- [PROBLEM TO WORK ON]
Go through the listing and copy every line word for word.

- [DATA ROWS]

__________________________________________________

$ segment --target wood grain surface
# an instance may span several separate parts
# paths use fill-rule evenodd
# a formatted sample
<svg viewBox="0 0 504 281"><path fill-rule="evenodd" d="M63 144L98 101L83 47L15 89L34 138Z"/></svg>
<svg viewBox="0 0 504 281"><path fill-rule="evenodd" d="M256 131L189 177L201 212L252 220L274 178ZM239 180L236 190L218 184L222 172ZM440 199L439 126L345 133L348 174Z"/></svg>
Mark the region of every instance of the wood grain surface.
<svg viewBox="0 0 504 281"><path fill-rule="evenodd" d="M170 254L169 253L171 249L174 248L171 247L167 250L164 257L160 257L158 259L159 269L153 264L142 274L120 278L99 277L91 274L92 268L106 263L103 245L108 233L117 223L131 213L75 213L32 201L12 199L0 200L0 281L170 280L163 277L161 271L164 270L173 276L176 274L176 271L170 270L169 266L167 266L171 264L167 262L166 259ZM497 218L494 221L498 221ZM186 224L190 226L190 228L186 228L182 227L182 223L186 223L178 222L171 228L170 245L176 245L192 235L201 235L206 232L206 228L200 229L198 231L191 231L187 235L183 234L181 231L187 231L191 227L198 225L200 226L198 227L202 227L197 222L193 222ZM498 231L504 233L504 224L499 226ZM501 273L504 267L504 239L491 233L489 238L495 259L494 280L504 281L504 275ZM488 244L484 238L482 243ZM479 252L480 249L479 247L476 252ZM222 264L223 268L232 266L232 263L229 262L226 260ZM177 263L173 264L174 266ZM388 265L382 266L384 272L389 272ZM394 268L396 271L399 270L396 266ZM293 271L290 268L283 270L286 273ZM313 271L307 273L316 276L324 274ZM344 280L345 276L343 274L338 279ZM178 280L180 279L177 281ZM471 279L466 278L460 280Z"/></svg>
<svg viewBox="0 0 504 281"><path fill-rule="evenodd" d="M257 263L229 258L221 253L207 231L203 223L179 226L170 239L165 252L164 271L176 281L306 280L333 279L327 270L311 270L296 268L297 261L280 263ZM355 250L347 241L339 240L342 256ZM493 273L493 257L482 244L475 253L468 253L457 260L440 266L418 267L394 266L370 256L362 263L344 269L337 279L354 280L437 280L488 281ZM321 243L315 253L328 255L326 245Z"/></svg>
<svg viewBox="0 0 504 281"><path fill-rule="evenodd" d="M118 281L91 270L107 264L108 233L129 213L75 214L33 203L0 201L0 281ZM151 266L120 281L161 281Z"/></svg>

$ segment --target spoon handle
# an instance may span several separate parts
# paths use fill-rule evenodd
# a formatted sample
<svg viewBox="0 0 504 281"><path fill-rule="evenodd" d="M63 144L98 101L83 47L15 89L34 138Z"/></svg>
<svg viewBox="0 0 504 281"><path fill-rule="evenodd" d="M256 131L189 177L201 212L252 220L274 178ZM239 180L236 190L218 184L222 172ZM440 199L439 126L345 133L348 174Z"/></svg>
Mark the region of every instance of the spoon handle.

__________________________________________________

- [THE COMPLETED TASK]
$ segment --target wood grain surface
# an instance may span several separate parts
# paths use fill-rule evenodd
# a formatted sample
<svg viewBox="0 0 504 281"><path fill-rule="evenodd" d="M63 144L98 101L83 47L15 89L34 138Z"/></svg>
<svg viewBox="0 0 504 281"><path fill-rule="evenodd" d="M256 131L189 177L201 212L252 220L274 178ZM239 180L236 190L218 184L222 172ZM440 199L439 126L345 133L348 174Z"/></svg>
Mark the region of every instance of the wood grain surface.
<svg viewBox="0 0 504 281"><path fill-rule="evenodd" d="M170 254L169 253L171 249L174 248L171 247L167 250L164 257L160 257L158 259L159 269L153 264L142 274L120 278L99 277L91 274L92 268L106 263L103 245L108 233L117 223L131 213L75 213L32 201L12 199L0 200L0 281L170 280L163 277L161 271L164 270L173 276L176 274L176 271L170 270L169 266L167 266L171 264L167 262L166 259ZM497 218L494 221L498 221ZM186 224L190 226L190 228L186 228L182 227L182 223L186 223L178 222L171 228L170 245L176 245L192 235L201 235L206 232L206 228L200 229L198 231L191 231L187 235L183 234L181 231L187 231L191 227L198 225L200 226L198 227L202 227L197 222L193 222ZM498 231L504 233L504 224L499 226ZM501 273L504 267L504 239L491 233L489 238L495 259L494 280L504 281L504 275ZM488 244L484 238L482 243ZM479 252L480 249L479 247L476 252ZM222 264L223 268L232 266L232 263L229 262L226 260ZM177 263L173 264L174 266ZM388 265L382 266L384 272L389 272ZM394 268L396 271L399 270L396 266ZM293 271L290 268L283 270L286 273ZM313 271L307 273L316 276L324 274ZM344 280L345 276L343 274L338 279ZM178 280L180 279L177 281ZM471 279L466 278L460 280Z"/></svg>
<svg viewBox="0 0 504 281"><path fill-rule="evenodd" d="M257 263L229 258L221 253L207 231L203 223L179 226L170 239L165 252L164 271L176 281L306 280L333 279L327 270L311 270L296 268L297 261L280 263ZM355 250L347 241L339 240L342 256ZM493 273L493 257L482 244L475 253L468 253L457 260L440 266L418 267L394 266L370 256L362 263L344 269L337 279L354 280L437 280L488 281ZM321 243L315 253L328 255L326 245Z"/></svg>
<svg viewBox="0 0 504 281"><path fill-rule="evenodd" d="M118 281L91 270L107 264L108 233L129 213L75 214L33 203L0 201L0 281ZM151 266L120 281L161 281Z"/></svg>

$ segment --target spoon handle
# an instance may span several separate parts
# paths use fill-rule evenodd
# a formatted sample
<svg viewBox="0 0 504 281"><path fill-rule="evenodd" d="M63 144L98 101L83 47L15 89L34 138Z"/></svg>
<svg viewBox="0 0 504 281"><path fill-rule="evenodd" d="M256 131L189 177L201 212L252 220L274 178ZM239 180L236 190L218 184L222 172ZM440 199L439 126L345 133L348 174Z"/></svg>
Mark the region of every instance of the spoon handle.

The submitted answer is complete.